### WHAT THE TASK REQUIRES
Turn all the lines below into a two-column CSV with the columns "prompt" and "masks": one row per line, with its text and its answer each in a single quoted field and line breaks replaced by spaces. Leave out the pictures.

(Dataset lines)
-------------------------

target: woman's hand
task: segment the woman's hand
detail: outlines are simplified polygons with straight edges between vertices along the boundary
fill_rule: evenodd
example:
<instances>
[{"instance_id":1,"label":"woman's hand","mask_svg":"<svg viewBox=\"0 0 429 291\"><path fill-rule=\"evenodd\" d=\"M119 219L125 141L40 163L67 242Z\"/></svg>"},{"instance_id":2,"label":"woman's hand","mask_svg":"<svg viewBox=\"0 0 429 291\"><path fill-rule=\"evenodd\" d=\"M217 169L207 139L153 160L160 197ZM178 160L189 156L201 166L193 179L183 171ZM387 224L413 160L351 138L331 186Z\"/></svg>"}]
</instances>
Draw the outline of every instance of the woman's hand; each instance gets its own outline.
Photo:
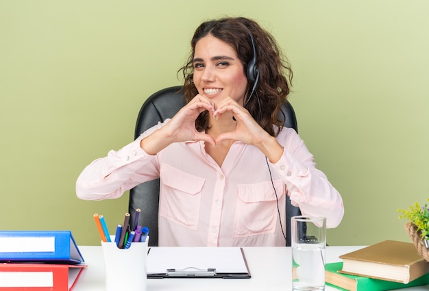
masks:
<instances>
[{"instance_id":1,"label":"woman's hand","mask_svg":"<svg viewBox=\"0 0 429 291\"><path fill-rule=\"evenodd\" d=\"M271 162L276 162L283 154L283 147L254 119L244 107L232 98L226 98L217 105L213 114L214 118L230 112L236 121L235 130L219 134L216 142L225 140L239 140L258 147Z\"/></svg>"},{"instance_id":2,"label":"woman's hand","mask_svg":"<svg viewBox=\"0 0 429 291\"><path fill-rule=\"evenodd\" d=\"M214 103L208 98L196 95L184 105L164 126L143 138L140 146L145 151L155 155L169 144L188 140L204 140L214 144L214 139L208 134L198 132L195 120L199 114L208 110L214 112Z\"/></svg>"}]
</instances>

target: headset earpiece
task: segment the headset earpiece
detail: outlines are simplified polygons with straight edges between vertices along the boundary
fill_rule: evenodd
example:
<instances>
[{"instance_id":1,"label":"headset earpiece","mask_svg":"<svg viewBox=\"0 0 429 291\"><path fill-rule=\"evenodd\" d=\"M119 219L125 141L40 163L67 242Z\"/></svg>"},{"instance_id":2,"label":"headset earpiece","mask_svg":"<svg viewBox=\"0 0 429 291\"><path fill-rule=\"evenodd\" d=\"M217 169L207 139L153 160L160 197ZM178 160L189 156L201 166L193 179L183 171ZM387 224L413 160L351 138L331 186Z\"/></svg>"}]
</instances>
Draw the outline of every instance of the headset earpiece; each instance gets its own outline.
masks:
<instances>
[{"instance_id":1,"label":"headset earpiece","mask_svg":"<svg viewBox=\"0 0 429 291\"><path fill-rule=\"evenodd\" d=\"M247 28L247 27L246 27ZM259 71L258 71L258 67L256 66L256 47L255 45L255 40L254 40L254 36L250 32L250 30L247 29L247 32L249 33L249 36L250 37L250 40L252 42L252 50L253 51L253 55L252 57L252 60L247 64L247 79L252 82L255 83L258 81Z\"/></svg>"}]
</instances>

-------------------------

### OUTPUT FOR THIS EXERCISE
prompt,masks
"target: woman's hand task: segment the woman's hand detail: outlines are simplified polygons with straight edges between vertices along the boundary fill_rule: evenodd example: <instances> [{""instance_id"":1,""label"":""woman's hand"",""mask_svg"":""<svg viewBox=\""0 0 429 291\""><path fill-rule=\""evenodd\"" d=\""M119 219L125 141L40 163L67 242Z\""/></svg>""},{""instance_id"":2,""label"":""woman's hand"",""mask_svg"":""<svg viewBox=\""0 0 429 291\""><path fill-rule=\""evenodd\"" d=\""M217 169L207 139L153 160L160 197ZM178 160L189 156L201 166L193 179L183 171ZM387 224L413 160L351 138L331 186Z\""/></svg>""}] </instances> Draw the outline of every instance of the woman's hand; each instance gets its own outline. Photo: masks:","<instances> [{""instance_id"":1,""label"":""woman's hand"",""mask_svg"":""<svg viewBox=\""0 0 429 291\""><path fill-rule=\""evenodd\"" d=\""M271 162L276 162L283 154L283 147L254 119L244 107L232 98L226 98L217 105L213 114L214 118L230 112L236 121L235 130L219 134L216 142L225 140L239 140L258 147Z\""/></svg>""},{""instance_id"":2,""label"":""woman's hand"",""mask_svg"":""<svg viewBox=\""0 0 429 291\""><path fill-rule=\""evenodd\"" d=\""M214 103L208 98L196 95L184 105L164 126L143 138L140 146L145 151L155 155L169 144L188 140L204 140L214 144L214 139L208 134L198 132L195 120L199 114L208 110L214 112Z\""/></svg>""}] </instances>"
"target: headset earpiece task: segment the headset earpiece detail: outlines are simplified polygons with straight edges between vertices along the boundary fill_rule: evenodd example: <instances> [{""instance_id"":1,""label"":""headset earpiece"",""mask_svg"":""<svg viewBox=\""0 0 429 291\""><path fill-rule=\""evenodd\"" d=\""M119 219L125 141L40 163L67 242Z\""/></svg>""},{""instance_id"":2,""label"":""headset earpiece"",""mask_svg"":""<svg viewBox=\""0 0 429 291\""><path fill-rule=\""evenodd\"" d=\""M217 169L207 139L153 160L160 197ZM178 160L189 156L201 166L193 179L183 171ZM387 224L413 160L351 138L331 186Z\""/></svg>""}] </instances> Draw the outline of every instance of the headset earpiece; each instance gets its own outline. masks:","<instances> [{""instance_id"":1,""label"":""headset earpiece"",""mask_svg"":""<svg viewBox=\""0 0 429 291\""><path fill-rule=\""evenodd\"" d=\""M247 28L247 27L246 27ZM259 71L258 71L258 67L256 66L256 47L255 45L255 40L254 40L254 36L250 32L250 30L247 29L247 32L249 33L249 36L250 37L250 40L252 42L252 50L253 51L253 55L252 57L252 60L247 64L247 79L252 82L255 83L258 81Z\""/></svg>""}] </instances>"